Information shown
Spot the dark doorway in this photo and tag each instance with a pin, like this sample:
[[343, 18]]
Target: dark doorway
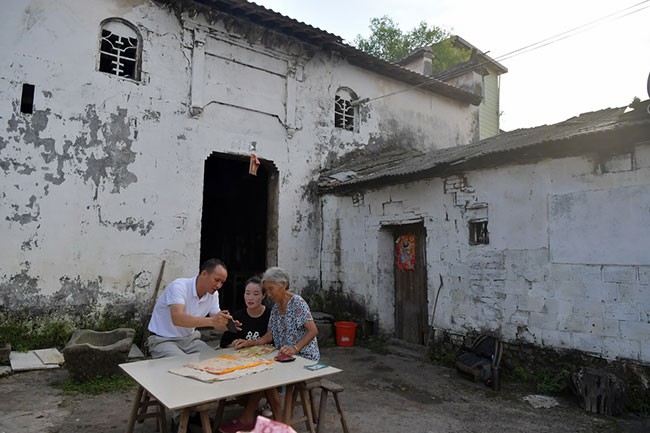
[[410, 283], [234, 222]]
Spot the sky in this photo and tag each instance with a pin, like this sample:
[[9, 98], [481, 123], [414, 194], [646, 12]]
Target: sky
[[601, 65]]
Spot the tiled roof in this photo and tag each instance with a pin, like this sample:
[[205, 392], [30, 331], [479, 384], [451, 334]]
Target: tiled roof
[[326, 41], [579, 135]]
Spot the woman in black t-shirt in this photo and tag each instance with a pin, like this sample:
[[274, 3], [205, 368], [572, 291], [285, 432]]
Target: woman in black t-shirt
[[254, 318]]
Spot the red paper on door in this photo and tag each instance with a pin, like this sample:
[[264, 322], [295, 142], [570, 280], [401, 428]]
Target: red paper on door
[[405, 252]]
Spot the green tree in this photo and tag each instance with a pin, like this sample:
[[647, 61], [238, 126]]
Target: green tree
[[387, 41]]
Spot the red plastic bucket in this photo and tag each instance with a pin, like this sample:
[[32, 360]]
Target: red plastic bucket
[[345, 333]]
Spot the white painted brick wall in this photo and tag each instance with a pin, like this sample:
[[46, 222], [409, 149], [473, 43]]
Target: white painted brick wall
[[642, 156], [620, 274]]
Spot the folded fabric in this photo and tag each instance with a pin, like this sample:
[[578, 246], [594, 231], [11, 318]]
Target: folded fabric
[[224, 364]]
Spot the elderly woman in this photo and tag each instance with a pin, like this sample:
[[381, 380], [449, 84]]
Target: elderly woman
[[293, 332]]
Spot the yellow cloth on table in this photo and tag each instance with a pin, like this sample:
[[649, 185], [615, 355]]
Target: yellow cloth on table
[[223, 367]]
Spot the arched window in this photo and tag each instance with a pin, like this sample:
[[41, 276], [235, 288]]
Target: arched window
[[120, 49], [346, 115]]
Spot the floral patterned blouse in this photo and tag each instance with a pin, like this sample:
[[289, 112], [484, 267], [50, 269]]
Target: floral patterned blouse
[[289, 328]]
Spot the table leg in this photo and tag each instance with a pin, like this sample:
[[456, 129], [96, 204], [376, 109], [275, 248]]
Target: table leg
[[134, 409], [184, 420], [205, 422], [288, 403]]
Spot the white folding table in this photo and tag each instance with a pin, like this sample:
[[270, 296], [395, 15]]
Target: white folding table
[[177, 392]]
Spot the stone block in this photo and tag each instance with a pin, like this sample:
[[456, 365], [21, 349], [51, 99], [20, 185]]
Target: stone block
[[90, 354]]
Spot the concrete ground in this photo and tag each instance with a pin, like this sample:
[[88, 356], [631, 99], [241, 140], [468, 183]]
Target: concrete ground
[[383, 393]]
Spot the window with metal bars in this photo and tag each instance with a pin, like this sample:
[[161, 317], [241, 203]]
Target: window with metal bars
[[119, 50], [478, 233], [345, 114]]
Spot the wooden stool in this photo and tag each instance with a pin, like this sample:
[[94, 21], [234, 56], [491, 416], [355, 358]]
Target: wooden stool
[[301, 390], [140, 410], [327, 386]]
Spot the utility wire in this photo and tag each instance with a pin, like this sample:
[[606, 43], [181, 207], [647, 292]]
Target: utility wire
[[528, 48]]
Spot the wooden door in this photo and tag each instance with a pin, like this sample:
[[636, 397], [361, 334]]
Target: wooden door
[[410, 283]]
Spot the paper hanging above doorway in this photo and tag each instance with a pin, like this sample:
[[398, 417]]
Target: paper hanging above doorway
[[405, 252]]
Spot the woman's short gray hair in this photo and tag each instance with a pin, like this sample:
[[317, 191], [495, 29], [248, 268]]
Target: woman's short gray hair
[[276, 275]]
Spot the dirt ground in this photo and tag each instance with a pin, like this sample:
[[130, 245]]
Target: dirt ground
[[383, 393]]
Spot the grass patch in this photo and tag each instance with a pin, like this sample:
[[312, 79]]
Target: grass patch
[[100, 385]]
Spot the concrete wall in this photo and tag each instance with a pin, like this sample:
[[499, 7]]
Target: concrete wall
[[103, 180], [566, 265]]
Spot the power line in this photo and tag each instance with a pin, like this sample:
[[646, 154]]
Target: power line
[[528, 48]]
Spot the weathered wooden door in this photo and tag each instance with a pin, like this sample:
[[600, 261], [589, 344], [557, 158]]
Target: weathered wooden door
[[410, 283]]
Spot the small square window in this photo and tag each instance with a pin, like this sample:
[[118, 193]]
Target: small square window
[[478, 233]]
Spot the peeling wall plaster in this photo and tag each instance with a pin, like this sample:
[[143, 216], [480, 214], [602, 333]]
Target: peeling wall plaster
[[98, 178]]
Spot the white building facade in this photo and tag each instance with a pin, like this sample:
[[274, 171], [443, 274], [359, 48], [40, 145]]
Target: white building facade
[[116, 111]]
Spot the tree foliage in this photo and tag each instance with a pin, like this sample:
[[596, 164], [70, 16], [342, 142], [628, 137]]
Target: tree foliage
[[387, 41]]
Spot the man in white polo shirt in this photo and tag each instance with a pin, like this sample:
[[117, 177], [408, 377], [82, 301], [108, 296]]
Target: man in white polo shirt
[[187, 304]]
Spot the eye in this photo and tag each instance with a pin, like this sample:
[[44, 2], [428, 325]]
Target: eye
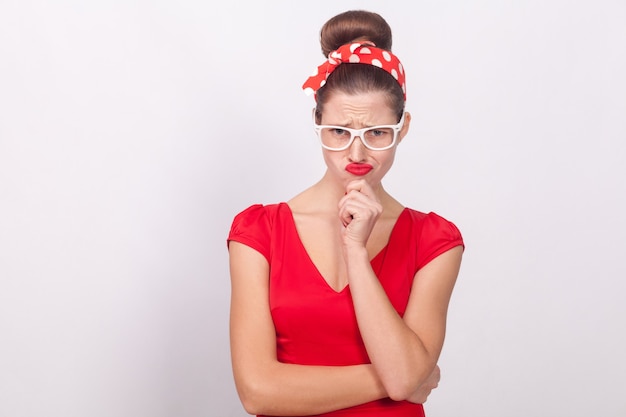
[[376, 132], [337, 131]]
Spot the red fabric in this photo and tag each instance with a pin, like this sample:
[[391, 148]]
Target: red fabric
[[315, 325], [356, 53]]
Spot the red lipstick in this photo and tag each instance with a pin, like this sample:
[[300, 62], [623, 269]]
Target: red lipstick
[[359, 169]]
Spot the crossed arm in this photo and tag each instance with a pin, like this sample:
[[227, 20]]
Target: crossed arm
[[266, 386]]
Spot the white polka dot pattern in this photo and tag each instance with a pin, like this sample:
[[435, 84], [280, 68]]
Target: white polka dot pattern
[[356, 53]]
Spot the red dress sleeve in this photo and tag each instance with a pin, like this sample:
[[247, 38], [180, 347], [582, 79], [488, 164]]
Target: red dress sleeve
[[252, 228], [438, 236]]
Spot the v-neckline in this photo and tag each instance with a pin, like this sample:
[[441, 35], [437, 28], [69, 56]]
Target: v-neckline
[[319, 274]]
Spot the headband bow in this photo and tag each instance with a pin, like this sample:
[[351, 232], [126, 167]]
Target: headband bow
[[356, 53]]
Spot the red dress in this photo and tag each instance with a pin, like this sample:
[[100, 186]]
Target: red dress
[[316, 325]]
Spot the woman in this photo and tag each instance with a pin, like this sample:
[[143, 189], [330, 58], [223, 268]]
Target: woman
[[340, 295]]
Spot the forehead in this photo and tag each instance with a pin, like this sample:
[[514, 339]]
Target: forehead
[[366, 109]]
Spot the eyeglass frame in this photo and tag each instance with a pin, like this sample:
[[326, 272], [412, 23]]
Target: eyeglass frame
[[359, 132]]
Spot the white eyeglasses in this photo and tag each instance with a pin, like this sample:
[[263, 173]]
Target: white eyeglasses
[[375, 138]]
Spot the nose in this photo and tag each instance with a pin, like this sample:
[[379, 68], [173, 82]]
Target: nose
[[357, 150]]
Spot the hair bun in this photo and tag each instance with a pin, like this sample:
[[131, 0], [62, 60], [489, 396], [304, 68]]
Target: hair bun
[[355, 25]]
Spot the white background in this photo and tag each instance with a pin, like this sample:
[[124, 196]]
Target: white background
[[131, 132]]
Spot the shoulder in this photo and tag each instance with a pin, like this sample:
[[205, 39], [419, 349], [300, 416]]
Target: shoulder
[[253, 226], [433, 223], [255, 216], [433, 234]]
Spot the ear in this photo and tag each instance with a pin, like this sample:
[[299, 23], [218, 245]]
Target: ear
[[405, 128]]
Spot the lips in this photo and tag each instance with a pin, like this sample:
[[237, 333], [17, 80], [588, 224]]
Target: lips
[[359, 169]]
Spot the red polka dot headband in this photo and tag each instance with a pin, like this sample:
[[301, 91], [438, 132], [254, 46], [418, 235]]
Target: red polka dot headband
[[356, 53]]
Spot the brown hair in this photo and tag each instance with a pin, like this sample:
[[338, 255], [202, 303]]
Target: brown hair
[[350, 26]]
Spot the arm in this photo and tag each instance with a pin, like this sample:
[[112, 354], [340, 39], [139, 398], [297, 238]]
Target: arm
[[403, 350], [266, 386]]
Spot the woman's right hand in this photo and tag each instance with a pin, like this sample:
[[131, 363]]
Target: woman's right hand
[[422, 393]]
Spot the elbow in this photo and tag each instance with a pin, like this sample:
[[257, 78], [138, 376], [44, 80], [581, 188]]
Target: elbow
[[400, 390], [251, 396], [403, 386]]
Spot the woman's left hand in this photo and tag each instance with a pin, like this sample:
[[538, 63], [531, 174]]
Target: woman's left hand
[[359, 210]]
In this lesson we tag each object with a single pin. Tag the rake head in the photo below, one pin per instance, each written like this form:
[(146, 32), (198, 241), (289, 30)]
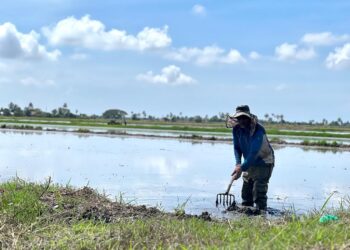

Problem to work on
Extract every line of the material above that contains the string "crossed", matching case exactly.

Final result
Spot the crossed arm in this photo and tag each instance with a pin, like this sample:
Target: crossed arm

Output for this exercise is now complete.